» 課題の要件
- a) 不妊治療の相談文によると、相談者が子宮ポリープを切除したのはいつですか。
- b) 次の(i)~(iii)が不妊治療の相談文の内容と合っているかどうか、それぞれ「はい」か「いいえ」で答え、判断の根拠となる箇所を原文のまま引用してください。(i) 相談者は35歳の時に自然妊娠した。(ii) 検査の結果、両方の卵管が詰まっていると言われた。(iii) 相談者は体外受精を考えていない。
··· 課題文
【Q&A】体外受精も前向きに考えています~向林先生【医師監修】

さいさん(37歳)

35歳の時に自然妊娠しましたが、おそらく7週目ぐらいで成長が止まり流産しました。それから約1年経っても妊娠の気配がないので不妊治療専門の病院に通い始め、検査をした結果、卵管が片方詰まってること、子宮ポリープがあること、子宮腺筋症だと言われました。
子宮腺筋症は着床への影響がありますか?このような障害は、自然妊娠できる(結果、流産でしたが)前にはなかったのかも気になります。
また、卵管も片方が詰まっていると正常な方で排卵しても上手く卵子をキャッチできないと聞いたことがありますが、そうなのでしょうか。
ちなみに子宮ポリープは今年の2月に切除し、3月から人工授精がやっとできるようになりました。
年齢も年齢なので前向きに体外受精も考えてます!ご回答よろしくお願いいたします。
······
··· 掲載データ一覧
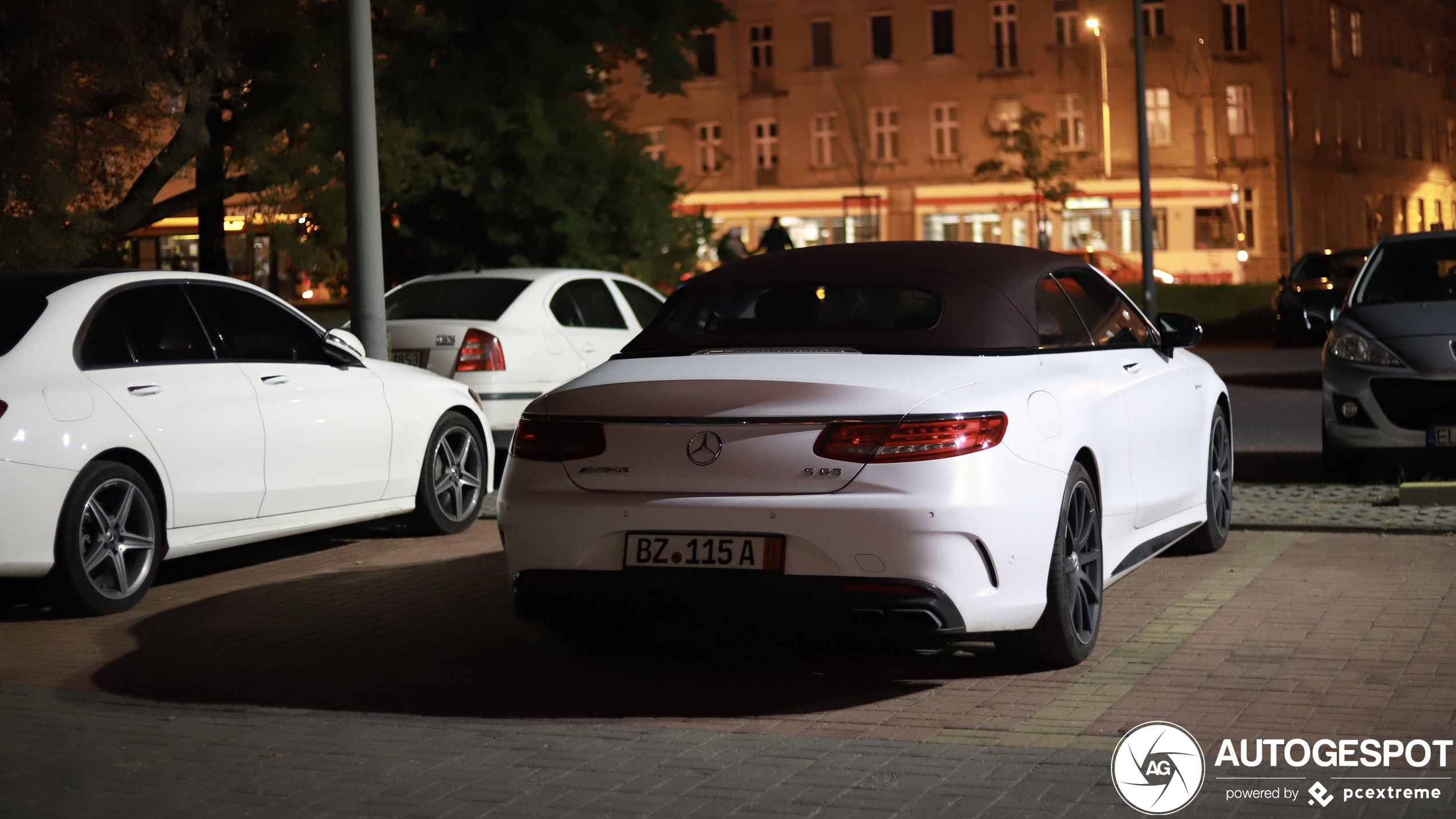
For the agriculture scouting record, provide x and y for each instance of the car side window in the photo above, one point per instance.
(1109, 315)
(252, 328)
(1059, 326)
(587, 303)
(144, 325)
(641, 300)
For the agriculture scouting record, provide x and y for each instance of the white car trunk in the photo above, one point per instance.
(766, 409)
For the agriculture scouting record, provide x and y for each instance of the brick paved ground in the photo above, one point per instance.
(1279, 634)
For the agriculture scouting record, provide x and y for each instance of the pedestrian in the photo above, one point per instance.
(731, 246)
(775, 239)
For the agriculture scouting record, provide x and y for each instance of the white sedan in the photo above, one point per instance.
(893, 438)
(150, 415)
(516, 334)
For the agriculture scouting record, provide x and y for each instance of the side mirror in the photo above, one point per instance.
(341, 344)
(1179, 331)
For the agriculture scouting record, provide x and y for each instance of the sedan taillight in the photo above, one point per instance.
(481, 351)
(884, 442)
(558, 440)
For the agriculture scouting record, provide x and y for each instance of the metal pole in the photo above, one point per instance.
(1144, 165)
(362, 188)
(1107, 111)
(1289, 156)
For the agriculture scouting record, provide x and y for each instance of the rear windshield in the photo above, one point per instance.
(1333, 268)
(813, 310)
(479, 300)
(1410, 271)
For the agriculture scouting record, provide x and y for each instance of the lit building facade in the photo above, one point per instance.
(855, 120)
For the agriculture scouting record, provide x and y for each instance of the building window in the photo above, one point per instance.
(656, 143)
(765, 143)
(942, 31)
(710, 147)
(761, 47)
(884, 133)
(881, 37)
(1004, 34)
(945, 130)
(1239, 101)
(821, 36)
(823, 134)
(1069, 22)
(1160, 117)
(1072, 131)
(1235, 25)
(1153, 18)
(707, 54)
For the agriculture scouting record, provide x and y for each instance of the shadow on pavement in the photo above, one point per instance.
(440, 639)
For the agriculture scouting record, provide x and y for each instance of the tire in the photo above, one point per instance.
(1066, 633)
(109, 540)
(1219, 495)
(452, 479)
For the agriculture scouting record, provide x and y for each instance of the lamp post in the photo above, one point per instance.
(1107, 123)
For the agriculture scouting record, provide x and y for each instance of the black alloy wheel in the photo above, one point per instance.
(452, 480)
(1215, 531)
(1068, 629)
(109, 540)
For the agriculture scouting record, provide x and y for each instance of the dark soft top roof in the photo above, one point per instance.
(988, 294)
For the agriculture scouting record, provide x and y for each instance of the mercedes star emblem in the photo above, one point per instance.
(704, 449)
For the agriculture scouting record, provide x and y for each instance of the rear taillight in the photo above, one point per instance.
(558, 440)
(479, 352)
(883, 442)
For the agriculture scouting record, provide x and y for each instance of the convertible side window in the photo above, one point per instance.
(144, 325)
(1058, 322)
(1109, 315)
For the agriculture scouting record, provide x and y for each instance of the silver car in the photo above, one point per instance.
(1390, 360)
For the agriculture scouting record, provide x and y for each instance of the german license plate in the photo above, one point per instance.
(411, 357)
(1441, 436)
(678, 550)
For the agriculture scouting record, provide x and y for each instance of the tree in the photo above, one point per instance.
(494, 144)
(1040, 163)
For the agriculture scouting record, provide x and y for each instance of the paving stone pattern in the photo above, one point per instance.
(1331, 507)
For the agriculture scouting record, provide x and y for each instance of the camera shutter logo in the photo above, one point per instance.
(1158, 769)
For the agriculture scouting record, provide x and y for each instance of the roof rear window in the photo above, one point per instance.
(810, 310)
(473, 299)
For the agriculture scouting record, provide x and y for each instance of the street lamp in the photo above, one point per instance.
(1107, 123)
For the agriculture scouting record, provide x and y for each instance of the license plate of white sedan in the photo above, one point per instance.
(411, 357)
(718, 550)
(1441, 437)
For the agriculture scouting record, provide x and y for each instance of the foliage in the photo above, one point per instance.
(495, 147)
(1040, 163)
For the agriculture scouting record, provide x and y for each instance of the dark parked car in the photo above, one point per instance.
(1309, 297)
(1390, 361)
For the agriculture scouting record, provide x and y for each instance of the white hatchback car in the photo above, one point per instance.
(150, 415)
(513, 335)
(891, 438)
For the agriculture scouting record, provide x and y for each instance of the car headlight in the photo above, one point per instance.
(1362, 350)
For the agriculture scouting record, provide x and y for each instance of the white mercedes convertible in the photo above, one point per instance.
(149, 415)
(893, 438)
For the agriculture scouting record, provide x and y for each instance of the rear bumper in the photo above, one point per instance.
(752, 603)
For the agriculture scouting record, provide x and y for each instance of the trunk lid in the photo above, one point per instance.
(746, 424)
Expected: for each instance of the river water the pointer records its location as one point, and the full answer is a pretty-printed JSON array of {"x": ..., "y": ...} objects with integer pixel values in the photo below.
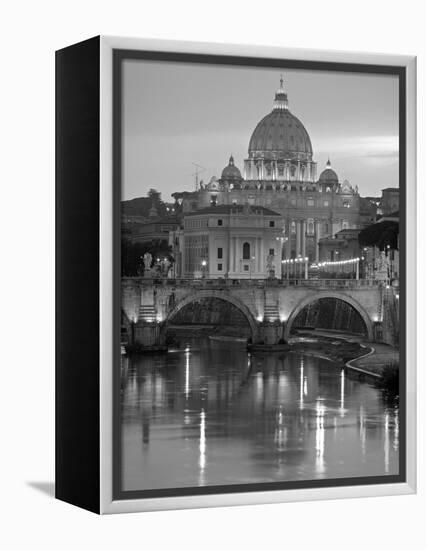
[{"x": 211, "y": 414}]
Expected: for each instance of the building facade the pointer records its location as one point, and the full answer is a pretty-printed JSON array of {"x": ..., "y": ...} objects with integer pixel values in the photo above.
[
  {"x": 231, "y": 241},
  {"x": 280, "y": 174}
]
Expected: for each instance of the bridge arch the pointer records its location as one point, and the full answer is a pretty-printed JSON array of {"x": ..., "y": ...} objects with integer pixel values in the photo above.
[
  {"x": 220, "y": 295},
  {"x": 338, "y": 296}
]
······
··· 掲載データ一覧
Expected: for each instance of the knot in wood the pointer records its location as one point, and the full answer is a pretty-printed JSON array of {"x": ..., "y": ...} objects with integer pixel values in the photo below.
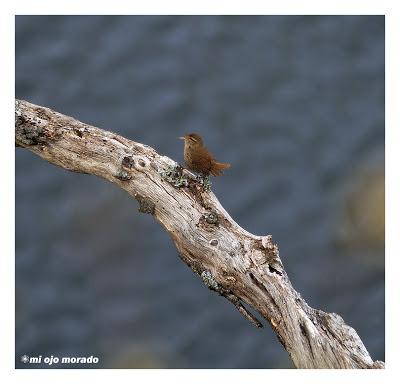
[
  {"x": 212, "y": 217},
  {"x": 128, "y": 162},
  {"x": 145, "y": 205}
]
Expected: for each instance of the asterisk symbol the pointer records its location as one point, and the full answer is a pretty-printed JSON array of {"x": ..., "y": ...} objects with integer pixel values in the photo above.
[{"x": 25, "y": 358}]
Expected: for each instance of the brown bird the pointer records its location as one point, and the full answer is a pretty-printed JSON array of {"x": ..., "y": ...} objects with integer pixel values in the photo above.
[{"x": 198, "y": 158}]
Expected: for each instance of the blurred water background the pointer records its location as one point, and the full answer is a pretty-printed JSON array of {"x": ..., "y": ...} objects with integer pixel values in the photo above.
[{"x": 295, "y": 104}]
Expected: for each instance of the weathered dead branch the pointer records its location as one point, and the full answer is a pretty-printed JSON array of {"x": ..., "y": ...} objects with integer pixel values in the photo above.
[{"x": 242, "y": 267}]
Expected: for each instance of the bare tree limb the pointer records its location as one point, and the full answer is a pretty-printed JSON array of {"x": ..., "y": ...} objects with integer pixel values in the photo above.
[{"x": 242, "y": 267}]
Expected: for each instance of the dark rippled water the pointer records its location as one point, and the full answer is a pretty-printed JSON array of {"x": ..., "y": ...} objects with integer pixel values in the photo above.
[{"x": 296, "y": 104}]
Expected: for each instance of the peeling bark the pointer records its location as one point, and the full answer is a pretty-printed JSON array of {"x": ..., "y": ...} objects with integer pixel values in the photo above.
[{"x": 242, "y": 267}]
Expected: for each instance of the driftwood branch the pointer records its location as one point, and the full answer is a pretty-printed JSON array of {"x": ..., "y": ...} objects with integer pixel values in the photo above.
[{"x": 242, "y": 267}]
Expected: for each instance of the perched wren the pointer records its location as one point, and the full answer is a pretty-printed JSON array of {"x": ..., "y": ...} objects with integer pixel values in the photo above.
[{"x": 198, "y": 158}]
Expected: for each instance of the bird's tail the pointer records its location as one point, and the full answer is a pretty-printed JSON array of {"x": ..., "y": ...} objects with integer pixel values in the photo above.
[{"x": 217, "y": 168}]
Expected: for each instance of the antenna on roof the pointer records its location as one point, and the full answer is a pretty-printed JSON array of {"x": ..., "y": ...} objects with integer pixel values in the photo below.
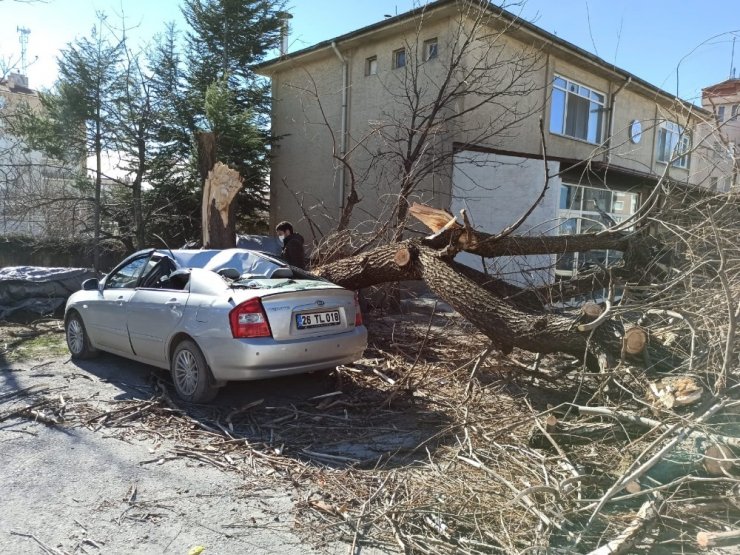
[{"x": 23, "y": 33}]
······
··· 掲載データ一覧
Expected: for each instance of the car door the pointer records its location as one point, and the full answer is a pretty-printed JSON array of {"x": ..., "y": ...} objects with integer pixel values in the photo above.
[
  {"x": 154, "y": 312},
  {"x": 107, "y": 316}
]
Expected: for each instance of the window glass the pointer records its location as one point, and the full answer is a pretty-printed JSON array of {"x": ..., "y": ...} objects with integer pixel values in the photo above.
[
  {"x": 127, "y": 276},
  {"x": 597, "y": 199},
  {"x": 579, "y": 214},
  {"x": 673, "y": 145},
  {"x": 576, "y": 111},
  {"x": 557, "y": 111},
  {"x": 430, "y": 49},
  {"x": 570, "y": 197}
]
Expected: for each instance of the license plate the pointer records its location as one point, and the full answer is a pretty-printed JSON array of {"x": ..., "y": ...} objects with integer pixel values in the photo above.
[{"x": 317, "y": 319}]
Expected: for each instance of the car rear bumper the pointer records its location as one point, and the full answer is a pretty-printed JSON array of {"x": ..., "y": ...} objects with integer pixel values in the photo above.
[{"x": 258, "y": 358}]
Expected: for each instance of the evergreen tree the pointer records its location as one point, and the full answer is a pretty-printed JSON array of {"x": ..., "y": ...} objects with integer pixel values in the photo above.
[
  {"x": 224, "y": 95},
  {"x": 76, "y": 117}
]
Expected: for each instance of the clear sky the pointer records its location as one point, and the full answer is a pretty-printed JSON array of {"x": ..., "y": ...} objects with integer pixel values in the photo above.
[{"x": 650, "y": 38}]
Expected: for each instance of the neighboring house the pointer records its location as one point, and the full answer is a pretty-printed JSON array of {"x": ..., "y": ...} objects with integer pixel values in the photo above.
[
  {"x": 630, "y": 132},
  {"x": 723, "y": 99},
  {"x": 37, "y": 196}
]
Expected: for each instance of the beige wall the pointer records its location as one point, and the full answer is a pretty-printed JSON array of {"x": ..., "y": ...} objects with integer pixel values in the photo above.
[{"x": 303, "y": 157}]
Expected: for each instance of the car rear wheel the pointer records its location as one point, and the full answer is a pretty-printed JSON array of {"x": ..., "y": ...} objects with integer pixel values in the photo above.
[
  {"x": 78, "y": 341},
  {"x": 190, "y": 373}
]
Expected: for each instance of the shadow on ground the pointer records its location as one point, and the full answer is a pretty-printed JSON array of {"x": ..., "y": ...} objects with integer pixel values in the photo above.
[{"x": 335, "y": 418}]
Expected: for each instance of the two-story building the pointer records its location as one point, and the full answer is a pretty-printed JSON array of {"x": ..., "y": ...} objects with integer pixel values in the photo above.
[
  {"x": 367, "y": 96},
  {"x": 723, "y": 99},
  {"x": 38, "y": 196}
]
······
» 番号別の回答
- a) 今年の2月です。

- b)
(i) はい。「35歳の時に自然妊娠しました」
(ii) いいえ。「卵管が片方詰まってること」
(iii) いいえ。「前向きに体外受精も考えてます!」